#### [Task description]
Only the lines from the one with "31), one per line. With thanks." to the end of the records are wanted, each repeated exactly, both ends included.
** Opening Material supplied block **
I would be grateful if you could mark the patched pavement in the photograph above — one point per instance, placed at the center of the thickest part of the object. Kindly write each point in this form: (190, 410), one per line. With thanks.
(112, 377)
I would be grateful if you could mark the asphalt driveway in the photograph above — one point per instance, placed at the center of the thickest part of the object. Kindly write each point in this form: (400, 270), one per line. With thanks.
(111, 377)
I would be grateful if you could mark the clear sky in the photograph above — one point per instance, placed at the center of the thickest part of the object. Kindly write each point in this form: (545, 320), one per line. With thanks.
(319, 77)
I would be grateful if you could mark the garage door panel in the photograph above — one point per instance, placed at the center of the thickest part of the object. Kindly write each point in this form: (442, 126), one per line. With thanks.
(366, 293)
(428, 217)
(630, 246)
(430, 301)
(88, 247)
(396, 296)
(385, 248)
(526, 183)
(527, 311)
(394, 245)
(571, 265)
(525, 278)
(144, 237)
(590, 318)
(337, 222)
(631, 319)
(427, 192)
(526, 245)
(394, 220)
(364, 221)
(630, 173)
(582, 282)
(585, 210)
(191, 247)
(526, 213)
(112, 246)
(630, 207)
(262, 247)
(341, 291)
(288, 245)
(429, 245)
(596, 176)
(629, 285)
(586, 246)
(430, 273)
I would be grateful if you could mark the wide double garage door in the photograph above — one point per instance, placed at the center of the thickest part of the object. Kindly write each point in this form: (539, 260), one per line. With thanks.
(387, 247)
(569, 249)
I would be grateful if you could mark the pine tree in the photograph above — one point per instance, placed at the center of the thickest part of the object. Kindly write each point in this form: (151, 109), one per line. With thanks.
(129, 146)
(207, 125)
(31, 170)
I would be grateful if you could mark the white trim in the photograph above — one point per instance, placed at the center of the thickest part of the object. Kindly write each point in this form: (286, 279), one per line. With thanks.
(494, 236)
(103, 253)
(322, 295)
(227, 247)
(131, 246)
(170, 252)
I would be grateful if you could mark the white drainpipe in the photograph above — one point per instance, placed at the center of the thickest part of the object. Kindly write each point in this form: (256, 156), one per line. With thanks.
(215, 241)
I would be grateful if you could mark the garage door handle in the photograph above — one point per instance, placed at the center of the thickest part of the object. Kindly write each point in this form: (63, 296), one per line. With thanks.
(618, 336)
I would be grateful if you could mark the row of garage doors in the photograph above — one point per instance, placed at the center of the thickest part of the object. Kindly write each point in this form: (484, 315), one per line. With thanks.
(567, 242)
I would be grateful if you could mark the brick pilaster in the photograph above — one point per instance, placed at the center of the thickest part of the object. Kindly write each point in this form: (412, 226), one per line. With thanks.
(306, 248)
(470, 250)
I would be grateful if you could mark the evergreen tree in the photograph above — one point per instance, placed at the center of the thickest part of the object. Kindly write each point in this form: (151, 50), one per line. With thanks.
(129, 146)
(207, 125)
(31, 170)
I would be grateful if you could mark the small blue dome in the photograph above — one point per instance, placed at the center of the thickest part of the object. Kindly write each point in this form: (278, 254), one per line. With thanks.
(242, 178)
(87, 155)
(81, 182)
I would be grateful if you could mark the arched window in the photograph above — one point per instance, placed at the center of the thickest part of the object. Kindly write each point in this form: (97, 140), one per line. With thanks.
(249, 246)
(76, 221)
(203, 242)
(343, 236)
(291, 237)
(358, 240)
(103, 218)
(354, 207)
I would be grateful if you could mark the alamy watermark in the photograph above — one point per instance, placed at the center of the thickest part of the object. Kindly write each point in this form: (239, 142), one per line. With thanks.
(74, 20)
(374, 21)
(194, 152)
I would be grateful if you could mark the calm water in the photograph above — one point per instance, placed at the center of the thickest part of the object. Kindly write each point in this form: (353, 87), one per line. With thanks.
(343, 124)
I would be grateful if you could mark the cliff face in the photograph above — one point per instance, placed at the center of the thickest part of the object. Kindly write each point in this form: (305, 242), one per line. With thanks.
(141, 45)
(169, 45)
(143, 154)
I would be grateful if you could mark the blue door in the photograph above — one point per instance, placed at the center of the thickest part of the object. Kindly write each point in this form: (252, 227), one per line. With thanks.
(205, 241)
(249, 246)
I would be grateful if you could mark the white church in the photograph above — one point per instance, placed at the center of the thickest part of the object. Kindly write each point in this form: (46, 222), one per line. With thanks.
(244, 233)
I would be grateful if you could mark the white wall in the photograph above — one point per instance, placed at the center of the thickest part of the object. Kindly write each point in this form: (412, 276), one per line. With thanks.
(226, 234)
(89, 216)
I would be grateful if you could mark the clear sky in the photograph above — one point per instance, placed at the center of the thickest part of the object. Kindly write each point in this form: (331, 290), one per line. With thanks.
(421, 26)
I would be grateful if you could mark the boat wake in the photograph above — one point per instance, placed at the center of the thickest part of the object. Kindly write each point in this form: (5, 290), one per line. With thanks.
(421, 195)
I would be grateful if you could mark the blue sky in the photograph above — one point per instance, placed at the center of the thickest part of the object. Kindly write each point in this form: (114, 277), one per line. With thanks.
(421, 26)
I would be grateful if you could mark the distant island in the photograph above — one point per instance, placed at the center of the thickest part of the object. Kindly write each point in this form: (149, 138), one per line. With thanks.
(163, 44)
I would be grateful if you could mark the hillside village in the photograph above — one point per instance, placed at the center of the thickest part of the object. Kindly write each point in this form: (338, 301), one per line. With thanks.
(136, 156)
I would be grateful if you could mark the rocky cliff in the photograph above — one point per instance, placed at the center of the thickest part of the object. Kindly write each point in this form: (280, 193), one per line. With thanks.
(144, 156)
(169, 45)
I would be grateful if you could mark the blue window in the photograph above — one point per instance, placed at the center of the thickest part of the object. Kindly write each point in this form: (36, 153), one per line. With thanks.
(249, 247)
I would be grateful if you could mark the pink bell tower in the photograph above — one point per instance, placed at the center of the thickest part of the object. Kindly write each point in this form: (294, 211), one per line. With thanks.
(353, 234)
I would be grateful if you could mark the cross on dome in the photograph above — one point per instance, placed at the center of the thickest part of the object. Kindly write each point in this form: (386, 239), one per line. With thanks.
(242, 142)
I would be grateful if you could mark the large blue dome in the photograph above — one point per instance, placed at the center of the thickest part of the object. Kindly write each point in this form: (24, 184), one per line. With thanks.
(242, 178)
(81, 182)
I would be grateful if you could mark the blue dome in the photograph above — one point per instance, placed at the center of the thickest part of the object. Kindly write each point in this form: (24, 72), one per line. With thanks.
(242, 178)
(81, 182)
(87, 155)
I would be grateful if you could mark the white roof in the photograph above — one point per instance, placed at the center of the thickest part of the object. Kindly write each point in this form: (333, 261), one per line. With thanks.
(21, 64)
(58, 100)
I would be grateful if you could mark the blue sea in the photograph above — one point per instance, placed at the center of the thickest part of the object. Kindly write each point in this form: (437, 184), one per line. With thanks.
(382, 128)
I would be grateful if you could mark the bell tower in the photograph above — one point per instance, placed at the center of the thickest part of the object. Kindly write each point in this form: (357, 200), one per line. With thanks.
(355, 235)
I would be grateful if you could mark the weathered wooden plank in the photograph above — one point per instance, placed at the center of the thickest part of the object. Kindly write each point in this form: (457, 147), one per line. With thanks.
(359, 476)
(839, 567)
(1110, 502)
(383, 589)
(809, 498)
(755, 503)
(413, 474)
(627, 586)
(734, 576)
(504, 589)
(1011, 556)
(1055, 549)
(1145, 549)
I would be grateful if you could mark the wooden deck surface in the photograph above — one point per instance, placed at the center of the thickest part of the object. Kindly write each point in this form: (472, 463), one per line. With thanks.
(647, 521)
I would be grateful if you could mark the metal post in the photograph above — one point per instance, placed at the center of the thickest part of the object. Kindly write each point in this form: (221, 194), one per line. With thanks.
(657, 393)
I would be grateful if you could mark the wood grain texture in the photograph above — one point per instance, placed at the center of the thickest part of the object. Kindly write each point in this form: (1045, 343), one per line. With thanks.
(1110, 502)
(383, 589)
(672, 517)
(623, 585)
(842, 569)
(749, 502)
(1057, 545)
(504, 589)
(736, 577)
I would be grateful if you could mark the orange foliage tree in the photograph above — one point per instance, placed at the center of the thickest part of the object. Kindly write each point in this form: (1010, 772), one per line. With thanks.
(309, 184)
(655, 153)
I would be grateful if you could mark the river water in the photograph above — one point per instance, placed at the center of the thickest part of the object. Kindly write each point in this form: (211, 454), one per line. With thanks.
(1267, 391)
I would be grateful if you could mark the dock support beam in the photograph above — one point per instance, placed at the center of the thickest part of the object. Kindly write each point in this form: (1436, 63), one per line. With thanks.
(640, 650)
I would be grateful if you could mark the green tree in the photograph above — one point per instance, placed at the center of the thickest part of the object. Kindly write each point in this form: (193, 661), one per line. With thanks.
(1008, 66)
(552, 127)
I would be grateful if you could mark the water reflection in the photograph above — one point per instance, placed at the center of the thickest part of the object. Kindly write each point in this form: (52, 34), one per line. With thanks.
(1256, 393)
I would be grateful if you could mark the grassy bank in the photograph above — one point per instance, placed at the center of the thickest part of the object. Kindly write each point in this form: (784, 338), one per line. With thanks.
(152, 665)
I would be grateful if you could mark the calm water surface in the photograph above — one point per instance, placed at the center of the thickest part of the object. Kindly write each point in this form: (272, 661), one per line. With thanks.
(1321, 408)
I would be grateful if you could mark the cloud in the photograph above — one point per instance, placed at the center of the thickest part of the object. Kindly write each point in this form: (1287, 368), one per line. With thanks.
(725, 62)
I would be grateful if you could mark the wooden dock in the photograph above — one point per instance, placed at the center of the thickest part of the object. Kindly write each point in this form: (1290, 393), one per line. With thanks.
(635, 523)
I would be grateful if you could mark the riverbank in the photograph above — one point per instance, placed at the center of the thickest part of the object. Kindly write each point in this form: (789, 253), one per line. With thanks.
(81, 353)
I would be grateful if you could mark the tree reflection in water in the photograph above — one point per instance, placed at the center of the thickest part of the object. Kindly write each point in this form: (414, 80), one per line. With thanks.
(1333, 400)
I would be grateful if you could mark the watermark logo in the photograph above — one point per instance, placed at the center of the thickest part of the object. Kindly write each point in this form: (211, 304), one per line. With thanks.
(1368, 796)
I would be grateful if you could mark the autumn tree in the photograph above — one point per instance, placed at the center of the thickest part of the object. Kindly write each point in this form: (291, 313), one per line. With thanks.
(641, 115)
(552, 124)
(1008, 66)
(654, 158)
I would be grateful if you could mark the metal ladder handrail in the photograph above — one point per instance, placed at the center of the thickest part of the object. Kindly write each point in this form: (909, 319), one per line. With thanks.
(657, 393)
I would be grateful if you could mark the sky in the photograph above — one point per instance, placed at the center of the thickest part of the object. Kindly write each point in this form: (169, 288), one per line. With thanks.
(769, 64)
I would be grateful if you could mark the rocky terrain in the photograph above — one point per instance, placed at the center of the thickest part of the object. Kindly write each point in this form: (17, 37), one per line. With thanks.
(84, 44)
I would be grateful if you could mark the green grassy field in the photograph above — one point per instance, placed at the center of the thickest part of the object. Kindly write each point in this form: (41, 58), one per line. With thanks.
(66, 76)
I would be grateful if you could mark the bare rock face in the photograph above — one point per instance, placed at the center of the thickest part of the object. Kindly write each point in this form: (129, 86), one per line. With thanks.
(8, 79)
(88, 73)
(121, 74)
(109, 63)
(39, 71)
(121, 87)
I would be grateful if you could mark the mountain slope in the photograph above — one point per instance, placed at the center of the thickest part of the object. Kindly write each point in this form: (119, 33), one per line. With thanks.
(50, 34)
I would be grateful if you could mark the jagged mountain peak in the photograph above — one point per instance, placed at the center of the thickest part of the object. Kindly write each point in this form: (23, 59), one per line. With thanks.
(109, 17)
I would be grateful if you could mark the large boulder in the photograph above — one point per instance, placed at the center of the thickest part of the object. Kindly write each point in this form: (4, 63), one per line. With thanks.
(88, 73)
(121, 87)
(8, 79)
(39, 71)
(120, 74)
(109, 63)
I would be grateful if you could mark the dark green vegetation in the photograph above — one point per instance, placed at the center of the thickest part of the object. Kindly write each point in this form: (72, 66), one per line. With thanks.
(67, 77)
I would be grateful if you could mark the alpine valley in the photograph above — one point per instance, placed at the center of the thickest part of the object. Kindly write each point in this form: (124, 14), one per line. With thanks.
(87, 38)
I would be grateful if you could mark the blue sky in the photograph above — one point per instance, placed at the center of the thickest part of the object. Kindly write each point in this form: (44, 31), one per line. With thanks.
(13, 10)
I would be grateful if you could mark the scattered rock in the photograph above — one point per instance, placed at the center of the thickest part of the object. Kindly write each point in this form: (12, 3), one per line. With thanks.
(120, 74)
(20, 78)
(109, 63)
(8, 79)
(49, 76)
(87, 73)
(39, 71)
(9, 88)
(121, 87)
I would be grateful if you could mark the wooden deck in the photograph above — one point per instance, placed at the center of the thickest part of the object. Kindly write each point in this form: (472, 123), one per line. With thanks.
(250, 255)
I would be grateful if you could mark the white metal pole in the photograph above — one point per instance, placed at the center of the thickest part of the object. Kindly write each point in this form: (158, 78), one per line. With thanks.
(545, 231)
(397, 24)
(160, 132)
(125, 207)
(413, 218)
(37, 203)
** Closing Material supplied block **
#### [Solution for this problem]
I would be grateful if you could mark the blue sky in the photograph above — one point per instance, placed at the center of the thickest part of the object. Kindly write each point in this form: (44, 31), one per line. With thanks.
(13, 10)
I would be grateful if you could mark the scattered rock in the photograph above — one point per instance, placed at the center of the thickest part of the object. Kindly write each point in this form: (12, 3), one per line. With thanks.
(120, 74)
(20, 78)
(109, 63)
(8, 79)
(49, 76)
(87, 73)
(39, 71)
(9, 88)
(121, 87)
I would be grateful if you could mark the wooden deck in the photograph above — one point per instance, placed at the center of the thickest part of the object. Kindly write each point in this form: (472, 123), one per line. With thanks.
(250, 255)
I would be grateful if you could mark the white metal pole in the photograph above — one point per instance, placed at the center of the thickest part of the object. Kindly write each point in this form: (158, 78), one per line. With thanks.
(545, 231)
(397, 24)
(160, 132)
(125, 207)
(413, 218)
(37, 203)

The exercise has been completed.